[[ EXTRACTED DATA, beginning ]]

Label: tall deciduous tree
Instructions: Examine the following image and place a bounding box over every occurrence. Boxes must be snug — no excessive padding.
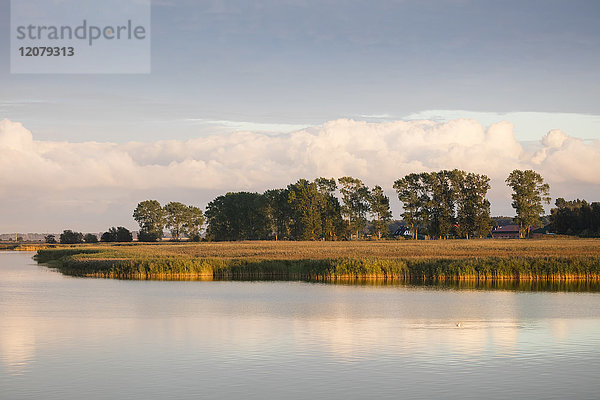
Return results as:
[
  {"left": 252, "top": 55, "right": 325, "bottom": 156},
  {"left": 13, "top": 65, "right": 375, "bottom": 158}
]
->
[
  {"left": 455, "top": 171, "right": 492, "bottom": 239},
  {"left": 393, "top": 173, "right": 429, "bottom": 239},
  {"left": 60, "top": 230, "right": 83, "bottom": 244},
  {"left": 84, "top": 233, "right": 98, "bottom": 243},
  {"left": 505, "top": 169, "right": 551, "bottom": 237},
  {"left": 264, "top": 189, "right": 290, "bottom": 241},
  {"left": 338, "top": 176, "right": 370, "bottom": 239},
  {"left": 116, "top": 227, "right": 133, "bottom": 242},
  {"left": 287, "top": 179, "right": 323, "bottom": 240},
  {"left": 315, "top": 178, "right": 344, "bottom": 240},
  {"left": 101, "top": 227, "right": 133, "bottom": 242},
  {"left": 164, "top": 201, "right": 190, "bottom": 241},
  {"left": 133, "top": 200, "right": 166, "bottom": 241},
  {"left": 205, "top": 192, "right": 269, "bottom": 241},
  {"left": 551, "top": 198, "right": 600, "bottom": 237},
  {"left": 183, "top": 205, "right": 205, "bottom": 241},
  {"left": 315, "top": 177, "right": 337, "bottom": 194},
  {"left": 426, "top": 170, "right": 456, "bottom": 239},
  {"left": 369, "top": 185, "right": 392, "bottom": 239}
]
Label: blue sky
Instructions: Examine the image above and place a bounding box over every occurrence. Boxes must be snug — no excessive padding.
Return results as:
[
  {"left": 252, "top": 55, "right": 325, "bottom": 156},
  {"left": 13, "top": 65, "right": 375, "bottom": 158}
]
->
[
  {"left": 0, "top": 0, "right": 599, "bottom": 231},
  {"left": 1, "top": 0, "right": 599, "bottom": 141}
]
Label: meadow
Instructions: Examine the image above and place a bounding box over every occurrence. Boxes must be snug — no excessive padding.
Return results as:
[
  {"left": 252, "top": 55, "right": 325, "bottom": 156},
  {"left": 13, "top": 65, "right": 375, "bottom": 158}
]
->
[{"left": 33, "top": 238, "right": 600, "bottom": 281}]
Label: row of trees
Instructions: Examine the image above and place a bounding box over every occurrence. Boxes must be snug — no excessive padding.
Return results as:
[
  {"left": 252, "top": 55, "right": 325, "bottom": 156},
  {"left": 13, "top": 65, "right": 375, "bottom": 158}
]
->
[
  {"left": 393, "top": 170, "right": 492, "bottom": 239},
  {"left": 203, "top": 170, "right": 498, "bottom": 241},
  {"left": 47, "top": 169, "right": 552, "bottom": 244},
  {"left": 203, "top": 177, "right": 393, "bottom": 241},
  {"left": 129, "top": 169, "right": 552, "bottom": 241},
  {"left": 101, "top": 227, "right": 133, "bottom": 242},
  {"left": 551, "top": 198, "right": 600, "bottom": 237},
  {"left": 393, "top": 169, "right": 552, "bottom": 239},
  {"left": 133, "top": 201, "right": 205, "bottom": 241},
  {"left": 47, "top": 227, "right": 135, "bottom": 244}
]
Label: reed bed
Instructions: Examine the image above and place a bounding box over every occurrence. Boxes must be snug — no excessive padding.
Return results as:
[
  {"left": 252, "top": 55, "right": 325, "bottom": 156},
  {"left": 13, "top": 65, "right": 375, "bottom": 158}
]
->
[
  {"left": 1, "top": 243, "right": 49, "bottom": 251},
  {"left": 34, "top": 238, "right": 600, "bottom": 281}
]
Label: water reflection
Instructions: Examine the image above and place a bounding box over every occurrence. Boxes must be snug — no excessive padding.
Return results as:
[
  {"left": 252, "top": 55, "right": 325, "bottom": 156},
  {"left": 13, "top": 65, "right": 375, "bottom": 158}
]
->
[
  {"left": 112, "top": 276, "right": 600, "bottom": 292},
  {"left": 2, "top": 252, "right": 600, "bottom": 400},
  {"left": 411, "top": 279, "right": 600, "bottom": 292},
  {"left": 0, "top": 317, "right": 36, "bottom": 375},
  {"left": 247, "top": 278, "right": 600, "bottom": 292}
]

[[ EXTRACTED DATA, end ]]
[[ EXTRACTED DATA, beginning ]]

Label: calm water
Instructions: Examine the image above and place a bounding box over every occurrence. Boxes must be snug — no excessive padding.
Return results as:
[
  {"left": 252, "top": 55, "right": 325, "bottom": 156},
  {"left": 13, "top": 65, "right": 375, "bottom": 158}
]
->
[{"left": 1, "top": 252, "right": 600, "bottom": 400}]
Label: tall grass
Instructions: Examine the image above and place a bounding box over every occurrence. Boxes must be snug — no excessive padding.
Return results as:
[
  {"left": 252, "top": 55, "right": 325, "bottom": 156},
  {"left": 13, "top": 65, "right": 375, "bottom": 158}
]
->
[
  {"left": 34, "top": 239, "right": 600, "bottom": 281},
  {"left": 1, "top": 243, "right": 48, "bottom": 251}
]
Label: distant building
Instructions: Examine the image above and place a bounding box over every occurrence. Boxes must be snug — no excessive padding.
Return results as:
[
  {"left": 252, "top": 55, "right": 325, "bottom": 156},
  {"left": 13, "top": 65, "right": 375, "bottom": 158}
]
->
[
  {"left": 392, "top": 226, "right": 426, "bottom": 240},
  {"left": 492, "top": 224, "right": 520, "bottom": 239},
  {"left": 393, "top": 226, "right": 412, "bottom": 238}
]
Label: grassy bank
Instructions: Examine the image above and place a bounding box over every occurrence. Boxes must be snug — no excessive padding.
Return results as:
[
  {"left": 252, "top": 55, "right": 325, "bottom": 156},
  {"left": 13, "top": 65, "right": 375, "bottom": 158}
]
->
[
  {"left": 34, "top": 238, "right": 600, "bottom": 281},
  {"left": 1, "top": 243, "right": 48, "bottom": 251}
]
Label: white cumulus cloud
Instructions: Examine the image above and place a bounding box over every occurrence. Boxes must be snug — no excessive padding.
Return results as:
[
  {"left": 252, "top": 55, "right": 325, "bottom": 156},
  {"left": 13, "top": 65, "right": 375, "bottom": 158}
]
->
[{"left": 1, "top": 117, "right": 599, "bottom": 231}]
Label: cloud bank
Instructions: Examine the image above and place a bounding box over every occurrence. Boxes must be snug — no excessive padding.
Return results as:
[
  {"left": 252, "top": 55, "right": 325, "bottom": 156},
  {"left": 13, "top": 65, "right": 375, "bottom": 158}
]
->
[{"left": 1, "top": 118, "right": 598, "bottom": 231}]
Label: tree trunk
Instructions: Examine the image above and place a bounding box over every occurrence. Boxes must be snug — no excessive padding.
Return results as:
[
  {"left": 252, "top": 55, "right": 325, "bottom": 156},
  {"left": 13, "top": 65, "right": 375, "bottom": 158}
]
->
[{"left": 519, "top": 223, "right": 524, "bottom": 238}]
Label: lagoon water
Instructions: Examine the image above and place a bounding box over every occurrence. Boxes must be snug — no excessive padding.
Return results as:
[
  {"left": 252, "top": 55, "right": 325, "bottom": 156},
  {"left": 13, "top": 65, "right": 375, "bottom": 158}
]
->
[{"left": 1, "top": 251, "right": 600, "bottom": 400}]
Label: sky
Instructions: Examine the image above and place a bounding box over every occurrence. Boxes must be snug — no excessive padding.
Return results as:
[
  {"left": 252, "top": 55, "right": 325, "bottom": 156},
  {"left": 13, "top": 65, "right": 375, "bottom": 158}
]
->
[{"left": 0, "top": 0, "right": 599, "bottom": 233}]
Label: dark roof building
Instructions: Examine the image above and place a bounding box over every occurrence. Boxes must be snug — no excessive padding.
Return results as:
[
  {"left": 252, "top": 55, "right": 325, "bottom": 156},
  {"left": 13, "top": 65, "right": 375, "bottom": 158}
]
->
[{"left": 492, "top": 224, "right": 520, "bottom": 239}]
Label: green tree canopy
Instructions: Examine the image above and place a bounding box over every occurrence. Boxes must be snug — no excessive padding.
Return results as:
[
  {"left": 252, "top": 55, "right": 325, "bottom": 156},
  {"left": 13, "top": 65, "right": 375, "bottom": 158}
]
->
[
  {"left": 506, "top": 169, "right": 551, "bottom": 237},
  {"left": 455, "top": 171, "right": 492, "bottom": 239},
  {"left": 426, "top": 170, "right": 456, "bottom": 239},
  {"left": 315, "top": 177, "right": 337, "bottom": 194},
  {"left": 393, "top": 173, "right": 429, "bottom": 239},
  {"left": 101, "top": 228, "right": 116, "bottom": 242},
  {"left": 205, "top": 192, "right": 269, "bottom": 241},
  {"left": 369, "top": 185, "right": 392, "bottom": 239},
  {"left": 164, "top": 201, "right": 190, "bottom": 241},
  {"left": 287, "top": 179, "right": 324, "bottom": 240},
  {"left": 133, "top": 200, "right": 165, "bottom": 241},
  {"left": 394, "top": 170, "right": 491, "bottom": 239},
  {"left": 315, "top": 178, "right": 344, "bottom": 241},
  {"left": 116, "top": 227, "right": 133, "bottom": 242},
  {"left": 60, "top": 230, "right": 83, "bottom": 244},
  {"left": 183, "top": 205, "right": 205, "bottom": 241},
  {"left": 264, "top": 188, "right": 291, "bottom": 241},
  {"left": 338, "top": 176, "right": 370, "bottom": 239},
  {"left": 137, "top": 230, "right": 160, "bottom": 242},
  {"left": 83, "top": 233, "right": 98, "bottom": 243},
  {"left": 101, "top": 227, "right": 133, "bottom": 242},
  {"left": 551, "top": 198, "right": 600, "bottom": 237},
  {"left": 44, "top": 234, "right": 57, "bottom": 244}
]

[[ EXTRACTED DATA, end ]]

» **PROBLEM STATEMENT**:
From the data above, copy each line that has the string "cloud".

» **ANSWER TO THIS TASK**:
Label: white cumulus cloud
Label: cloud bank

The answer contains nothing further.